Locate each line in the rows below that contains the word "patterned" and copy every such line in full.

▶ **Exercise inputs**:
***

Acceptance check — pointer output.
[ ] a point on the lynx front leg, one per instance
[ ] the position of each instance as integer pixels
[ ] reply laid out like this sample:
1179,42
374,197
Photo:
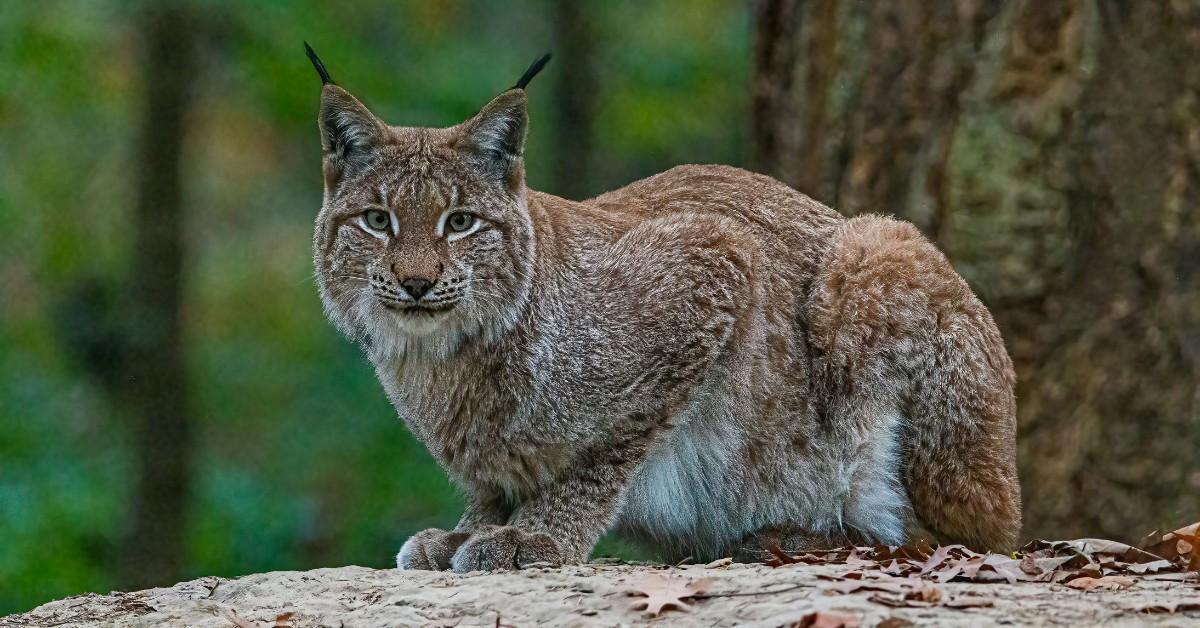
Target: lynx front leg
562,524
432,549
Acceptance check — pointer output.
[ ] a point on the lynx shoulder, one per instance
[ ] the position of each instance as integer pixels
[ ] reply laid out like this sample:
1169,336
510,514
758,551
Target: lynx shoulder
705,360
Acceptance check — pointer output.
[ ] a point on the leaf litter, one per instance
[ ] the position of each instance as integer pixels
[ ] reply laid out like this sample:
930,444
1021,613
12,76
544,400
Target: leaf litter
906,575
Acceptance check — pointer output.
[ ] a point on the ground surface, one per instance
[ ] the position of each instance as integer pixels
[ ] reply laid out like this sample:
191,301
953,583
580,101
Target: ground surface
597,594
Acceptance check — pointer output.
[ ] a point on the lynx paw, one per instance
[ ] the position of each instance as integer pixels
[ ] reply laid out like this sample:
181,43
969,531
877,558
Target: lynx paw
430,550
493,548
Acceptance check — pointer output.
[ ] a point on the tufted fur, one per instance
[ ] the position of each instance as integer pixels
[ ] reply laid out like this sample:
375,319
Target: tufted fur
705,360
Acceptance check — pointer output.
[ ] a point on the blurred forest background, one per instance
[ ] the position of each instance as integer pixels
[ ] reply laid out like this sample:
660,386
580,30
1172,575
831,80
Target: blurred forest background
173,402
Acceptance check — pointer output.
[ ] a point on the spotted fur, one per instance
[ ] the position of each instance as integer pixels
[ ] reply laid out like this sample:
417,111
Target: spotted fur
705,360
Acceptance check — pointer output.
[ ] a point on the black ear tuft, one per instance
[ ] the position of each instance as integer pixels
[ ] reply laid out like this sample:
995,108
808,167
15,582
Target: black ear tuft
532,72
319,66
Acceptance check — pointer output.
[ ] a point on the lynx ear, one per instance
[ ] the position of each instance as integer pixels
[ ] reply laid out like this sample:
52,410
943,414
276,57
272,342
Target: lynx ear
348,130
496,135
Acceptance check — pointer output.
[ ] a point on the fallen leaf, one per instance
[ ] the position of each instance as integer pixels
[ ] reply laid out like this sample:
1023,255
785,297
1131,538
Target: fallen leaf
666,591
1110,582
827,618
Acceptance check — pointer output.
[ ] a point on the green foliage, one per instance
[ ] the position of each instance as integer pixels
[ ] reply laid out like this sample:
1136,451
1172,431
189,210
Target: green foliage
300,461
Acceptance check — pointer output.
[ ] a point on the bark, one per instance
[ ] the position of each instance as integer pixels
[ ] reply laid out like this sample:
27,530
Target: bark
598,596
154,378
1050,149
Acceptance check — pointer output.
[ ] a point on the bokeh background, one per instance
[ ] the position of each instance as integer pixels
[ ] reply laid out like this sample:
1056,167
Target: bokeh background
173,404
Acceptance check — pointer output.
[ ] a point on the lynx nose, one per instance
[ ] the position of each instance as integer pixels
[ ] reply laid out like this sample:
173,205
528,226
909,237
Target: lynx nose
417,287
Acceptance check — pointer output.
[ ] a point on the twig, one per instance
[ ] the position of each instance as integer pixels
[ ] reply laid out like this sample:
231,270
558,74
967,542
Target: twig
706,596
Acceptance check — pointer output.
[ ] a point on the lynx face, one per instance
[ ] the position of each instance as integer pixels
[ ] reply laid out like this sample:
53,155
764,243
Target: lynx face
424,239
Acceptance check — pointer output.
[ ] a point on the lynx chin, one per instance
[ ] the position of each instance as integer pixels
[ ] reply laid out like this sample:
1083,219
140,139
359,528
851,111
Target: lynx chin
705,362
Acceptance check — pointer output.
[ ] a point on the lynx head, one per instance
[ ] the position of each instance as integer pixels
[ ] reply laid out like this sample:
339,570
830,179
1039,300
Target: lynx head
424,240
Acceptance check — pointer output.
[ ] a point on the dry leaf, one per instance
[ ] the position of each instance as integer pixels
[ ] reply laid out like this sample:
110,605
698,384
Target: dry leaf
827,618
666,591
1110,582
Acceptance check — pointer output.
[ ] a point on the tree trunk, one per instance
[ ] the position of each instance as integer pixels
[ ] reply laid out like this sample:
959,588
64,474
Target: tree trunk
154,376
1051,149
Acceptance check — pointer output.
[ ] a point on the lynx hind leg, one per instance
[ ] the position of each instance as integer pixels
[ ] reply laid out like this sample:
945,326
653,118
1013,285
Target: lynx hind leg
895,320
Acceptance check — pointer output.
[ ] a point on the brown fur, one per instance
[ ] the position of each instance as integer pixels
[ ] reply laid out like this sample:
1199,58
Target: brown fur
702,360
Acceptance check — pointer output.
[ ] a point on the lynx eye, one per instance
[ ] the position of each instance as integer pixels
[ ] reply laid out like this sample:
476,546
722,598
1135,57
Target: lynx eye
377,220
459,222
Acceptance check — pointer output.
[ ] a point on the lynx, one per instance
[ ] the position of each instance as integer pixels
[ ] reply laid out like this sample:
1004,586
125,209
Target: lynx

***

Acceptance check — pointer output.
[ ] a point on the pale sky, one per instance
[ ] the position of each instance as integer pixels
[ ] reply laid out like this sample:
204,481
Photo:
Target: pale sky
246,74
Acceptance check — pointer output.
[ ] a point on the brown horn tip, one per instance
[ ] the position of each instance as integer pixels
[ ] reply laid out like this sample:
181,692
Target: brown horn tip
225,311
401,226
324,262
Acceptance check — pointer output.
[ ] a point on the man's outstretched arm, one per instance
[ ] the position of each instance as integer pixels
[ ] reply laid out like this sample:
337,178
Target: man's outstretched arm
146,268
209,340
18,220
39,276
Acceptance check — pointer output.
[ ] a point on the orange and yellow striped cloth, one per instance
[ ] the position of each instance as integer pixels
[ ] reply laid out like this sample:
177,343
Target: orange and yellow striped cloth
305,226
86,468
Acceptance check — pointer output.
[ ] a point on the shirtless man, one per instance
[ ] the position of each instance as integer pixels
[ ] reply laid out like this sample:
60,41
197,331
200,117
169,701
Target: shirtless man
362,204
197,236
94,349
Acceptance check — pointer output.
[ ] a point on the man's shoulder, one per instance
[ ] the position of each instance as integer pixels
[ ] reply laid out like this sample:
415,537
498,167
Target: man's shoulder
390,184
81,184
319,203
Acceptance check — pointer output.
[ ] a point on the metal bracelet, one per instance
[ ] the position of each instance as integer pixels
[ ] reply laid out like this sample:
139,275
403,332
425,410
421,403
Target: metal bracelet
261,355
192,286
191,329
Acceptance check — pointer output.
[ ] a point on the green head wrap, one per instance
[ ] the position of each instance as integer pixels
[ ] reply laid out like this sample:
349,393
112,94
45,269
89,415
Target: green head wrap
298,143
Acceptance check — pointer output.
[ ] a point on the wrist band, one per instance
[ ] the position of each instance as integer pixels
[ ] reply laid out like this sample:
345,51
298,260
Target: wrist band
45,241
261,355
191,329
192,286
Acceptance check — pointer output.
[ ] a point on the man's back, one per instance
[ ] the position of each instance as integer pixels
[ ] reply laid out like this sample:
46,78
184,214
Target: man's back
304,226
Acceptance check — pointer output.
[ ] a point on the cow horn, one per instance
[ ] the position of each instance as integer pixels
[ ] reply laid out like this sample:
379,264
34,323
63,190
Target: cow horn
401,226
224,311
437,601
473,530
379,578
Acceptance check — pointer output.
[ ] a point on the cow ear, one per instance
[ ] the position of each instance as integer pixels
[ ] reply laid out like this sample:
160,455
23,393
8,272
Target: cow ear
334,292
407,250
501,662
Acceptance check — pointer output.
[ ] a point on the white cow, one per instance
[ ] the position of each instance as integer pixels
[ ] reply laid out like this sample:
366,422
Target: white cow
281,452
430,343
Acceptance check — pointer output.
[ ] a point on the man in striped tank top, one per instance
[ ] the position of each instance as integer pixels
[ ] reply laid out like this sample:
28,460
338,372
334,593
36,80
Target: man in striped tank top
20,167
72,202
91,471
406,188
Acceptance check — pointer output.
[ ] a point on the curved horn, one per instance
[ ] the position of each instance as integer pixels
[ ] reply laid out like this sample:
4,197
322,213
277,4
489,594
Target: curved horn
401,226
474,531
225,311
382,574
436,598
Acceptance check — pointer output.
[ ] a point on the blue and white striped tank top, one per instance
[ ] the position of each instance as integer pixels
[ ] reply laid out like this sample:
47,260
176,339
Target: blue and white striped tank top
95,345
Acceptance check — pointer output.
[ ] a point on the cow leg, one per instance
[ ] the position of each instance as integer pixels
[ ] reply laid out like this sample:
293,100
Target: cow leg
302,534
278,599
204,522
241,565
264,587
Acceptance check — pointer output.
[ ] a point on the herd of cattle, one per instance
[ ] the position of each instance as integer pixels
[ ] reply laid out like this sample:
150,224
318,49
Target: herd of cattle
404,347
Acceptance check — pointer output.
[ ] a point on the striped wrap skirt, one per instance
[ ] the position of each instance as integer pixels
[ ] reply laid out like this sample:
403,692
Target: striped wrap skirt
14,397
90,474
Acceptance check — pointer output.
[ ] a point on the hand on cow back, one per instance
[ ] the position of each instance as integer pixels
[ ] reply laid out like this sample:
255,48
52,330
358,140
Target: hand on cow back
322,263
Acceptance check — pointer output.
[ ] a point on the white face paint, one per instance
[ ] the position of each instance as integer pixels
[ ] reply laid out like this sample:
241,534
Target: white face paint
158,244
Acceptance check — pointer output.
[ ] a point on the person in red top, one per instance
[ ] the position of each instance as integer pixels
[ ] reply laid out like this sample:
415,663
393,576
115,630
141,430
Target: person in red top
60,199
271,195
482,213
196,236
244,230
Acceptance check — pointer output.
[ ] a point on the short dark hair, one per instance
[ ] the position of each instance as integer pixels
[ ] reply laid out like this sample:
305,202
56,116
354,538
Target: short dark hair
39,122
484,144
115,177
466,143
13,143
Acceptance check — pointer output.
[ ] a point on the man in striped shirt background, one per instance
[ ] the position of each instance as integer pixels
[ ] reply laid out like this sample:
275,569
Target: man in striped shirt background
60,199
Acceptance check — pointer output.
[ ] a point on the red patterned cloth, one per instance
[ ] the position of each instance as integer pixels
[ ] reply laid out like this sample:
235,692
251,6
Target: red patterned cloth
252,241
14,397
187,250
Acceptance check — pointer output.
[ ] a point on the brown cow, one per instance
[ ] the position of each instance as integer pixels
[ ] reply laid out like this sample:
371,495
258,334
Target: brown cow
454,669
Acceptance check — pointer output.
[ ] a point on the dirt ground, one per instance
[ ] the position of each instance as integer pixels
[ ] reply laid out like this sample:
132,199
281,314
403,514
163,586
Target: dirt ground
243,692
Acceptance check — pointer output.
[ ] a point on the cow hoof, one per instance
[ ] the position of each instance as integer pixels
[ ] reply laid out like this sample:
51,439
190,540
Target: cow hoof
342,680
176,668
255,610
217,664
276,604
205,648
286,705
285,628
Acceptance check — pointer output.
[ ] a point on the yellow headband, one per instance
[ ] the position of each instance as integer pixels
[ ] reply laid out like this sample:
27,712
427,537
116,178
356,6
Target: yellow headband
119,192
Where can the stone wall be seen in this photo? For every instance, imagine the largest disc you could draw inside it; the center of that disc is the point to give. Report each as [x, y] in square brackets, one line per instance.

***

▶ **Result below**:
[ ] a point on the red patterned cloth, one per instance
Target: red patterned cloth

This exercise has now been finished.